● **Fragmento del documento**
━━━━━━━━━━━━━━━━━━━━━━━━━━━━━━

¿Y si el mal turista soy yo? Cómo irse de vacaciones e intentar no ser parte del problema
Visitar a amigos, evitar lugares atestados o adaptarse a las singularidades de cada ciudad podrían ser parte de la solución


En 2019 se habló mucho de la “vergüenza de volar”, un sentimiento al que los suecos llaman flygskam que consiste en el pudor que aparece cuando se viaja en avión y, a la vez, se es consciente de las emisiones de dióxido de carbono que genera. Se llegó a decir que el flygskam, que dio lugar a todo un movimiento social (algunas figuras del deporte o de la cultura comenzaron a usar trenes o veleros para sus desplazamientos), amenazaría el negocio de las aerolíneas, con pasajeros bajándose cada vez más abochornados de sus vuelos comerciales. Sin embargo, datos como los de España (222 millones de personas pasaron por nuestros aeropuertos en 2018, mientras que 236 lo hicieron en 2023) demuestran que la conciencia ecológica de los ciudadanos todavía no es tan fuerte como sus ganas de conocer mundo.
No obstante, aunque el número de vuelos sigue creciendo, durante el último lustro las cosas han cambiado bastante, y, recientemente, muchos otros gestos y servicios asociados a las vacaciones se han cargado de posibles remordimientos. Si bien hace décadas que el turismo de masas no es ninguna novedad (menos todavía en un país mediterráneo como el nuestro), hasta no hace tanto esta actividad económica estaba concentrada sobre territorios especializados en ella (la ciudad de Benidorm es el paradigma de este modelo) pero hoy amenaza con devorarlo todo. Del centro de las ciudades a las zonas rurales más atractivas, alcanzando con sus tentáculos también las periferias obreras. Esta propagación de los efectos del turismo tanto sobre el mapa como sobre las personas (las clases medias españolas, empobrecidas tras la crisis de 2008, ya no son solo consumidoras de turismo, sino que también padecen sus consecuencias en sus propios barrios) hace que haya crecido la percepción de que, como señala el antropólogo y ecologista Emilio Santiago, “nuestra civilización está muriendo de turismo”.

En 2019 eran difíciles de imaginar protestas como las del 18-M en todo el archipiélago canario o como las del 28 de junio de 2024 en Málaga, durante las que las cuestiones medioambientales se entrelazaron con la crisis de vivienda y con el agotamiento de los jóvenes ante un mercado de trabajo injusto y precario. Sin embargo, incluso esos jóvenes explotados durante la temporada alta quieren cambiar de aire cuando llegan sus vacaciones y, si se lo pueden permitir, descansar en un lugar lejano o descubrir nuevos horizontes. O sea, convertirse ellos en los turistas.
La oferta es infinita y, desde el todo incluido a bordo de un crucero hasta la aventura más exótica a través del Himalaya, la industria del turismo ofrece experiencias que podrían interesar a cualquier público, incluso a quienes están hartos de lo que los turistas provocan cerca de sus casas o en sus propias vidas. Así que, como ante la industria de la moda o frente a las grandes plataformas tecnológicas que gestionan nuestros datos, nos debemos preguntar hasta qué punto queremos participar de este negocio y, por supuesto, si nos podemos permitir no hacerlo. Porque, muchas veces, cuando se trata de lidiar con las contradicciones de la sociedad de consumo, renunciar o mantenerse al margen también es un privilegio.

━━━━━━━━━━━━━━━━━━━━━━━━━━━━━━

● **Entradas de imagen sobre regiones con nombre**
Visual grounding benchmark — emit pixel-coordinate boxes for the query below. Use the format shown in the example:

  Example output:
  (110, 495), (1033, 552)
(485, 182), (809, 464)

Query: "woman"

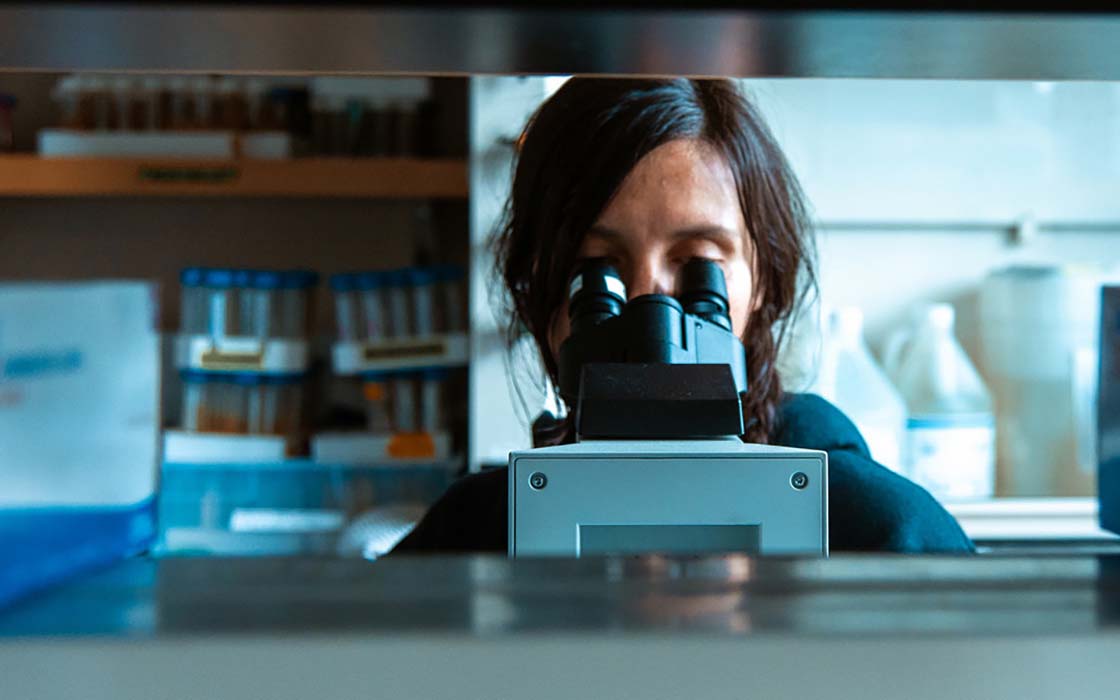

━━━━━━━━━━━━━━━━━━━━━━━━━━━━━━

● **Instrucciones a seguir**
Copia de nuevo el pasaje del texto sobre el turismo, comenzando en "En 2019 eran" y terminando en "en los turistas.". Cambia "Málaga" por "Valencia".

● **Respuesta del ejercicio**
En 2019 eran difíciles de imaginar protestas como las del 18-M en todo el archipiélago canario o como las del 28 de junio de 2024 en Valencia, durante las que las cuestiones medioambientales se entrelazaron con la crisis de vivienda y con el agotamiento de los jóvenes ante un mercado de trabajo injusto y precario. Sin embargo, incluso esos jóvenes explotados durante la temporada alta quieren cambiar de aire cuando llegan sus vacaciones y, si se lo pueden permitir, descansar en un lugar lejano o descubrir nuevos horizontes. O sea, convertirse ellos en los turistas.